**Task brief:**
All the entries that follow must be written out again exactly.

**Data shown:**
####

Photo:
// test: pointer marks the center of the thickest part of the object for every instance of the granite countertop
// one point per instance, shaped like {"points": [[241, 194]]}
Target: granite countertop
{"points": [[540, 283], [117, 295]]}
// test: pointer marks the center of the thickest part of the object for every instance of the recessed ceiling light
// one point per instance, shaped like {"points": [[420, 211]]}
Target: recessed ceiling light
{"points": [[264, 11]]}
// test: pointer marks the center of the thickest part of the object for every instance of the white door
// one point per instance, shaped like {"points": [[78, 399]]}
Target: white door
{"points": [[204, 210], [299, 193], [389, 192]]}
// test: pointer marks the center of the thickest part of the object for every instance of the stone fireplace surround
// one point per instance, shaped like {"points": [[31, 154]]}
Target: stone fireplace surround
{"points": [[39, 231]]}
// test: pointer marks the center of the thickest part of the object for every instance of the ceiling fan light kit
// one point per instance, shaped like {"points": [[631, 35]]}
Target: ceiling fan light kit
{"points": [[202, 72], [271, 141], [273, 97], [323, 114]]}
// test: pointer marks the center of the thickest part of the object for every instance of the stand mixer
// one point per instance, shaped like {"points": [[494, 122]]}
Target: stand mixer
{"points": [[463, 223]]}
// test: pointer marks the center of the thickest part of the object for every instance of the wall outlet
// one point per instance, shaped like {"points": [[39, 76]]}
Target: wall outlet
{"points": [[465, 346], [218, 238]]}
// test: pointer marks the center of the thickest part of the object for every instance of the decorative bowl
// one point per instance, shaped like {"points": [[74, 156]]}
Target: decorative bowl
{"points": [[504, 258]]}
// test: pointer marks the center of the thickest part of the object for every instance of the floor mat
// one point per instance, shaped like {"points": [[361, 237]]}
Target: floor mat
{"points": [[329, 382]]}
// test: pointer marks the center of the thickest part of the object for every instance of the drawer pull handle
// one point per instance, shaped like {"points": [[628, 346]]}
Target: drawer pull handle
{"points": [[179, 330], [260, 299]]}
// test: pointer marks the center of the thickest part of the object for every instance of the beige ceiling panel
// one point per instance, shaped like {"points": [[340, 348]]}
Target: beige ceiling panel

####

**Response to this exercise:**
Photo:
// test: pointer marks the center of the thickest part of the object for every instance of the granite countertop
// one point per instance, shaped like {"points": [[241, 194]]}
Target: granite countertop
{"points": [[540, 283], [117, 295]]}
// test: pointer marks the center of the thickest part of the object for every instance of the recessed ceiling light
// one point per instance, shaped like {"points": [[420, 211]]}
Target: recessed ceiling light
{"points": [[264, 11]]}
// test: pointer marks the center of the thickest part of the object for every instance of the white door
// one point per instance, shaped like {"points": [[78, 399]]}
Target: white door
{"points": [[204, 210], [299, 193], [389, 192]]}
// test: pointer marks the center of the thickest part of the object for every instance of the stone fireplace surround
// one point per instance, shaped like {"points": [[31, 154]]}
Target: stone fireplace surround
{"points": [[39, 231]]}
// test: pointer marks the center of the thickest part of the object for every instance of the ceiling fan light kit
// one point per instance, shaped like {"points": [[631, 35]]}
Target: ceiling fan light kit
{"points": [[202, 72], [271, 141], [273, 97], [323, 114]]}
// test: pointer marks the center of the thickest part of the object for every instance of the stand mixer
// one point per instance, shaped like {"points": [[494, 122]]}
Target: stand mixer
{"points": [[463, 223]]}
// test: pointer marks the center of the thickest part of the object for every instance of the wall outlet
// one point per instance, shaped like {"points": [[39, 76]]}
Target: wall outlet
{"points": [[465, 346], [218, 238]]}
// test: pointer marks the center of the thickest part of the object for every instance of the decorative bowl
// one point per instance, shaped like {"points": [[74, 156]]}
Target: decorative bowl
{"points": [[504, 258]]}
// test: pointer marks the center of the thickest part of the object for every instance of the floor mat
// one point per instance, shaped like {"points": [[361, 237]]}
Target: floor mat
{"points": [[329, 382]]}
// test: pointer marks the center of the thickest part of the object for every instance of the drawer pull handle
// one point per instance, shaped like {"points": [[628, 346]]}
Target: drawer pull handle
{"points": [[179, 330], [260, 299]]}
// test: pointer marks the center of the thickest part of the object for every instance of the beige ceiling panel
// one point per instance, shaped like {"points": [[340, 348]]}
Target: beige ceiling panel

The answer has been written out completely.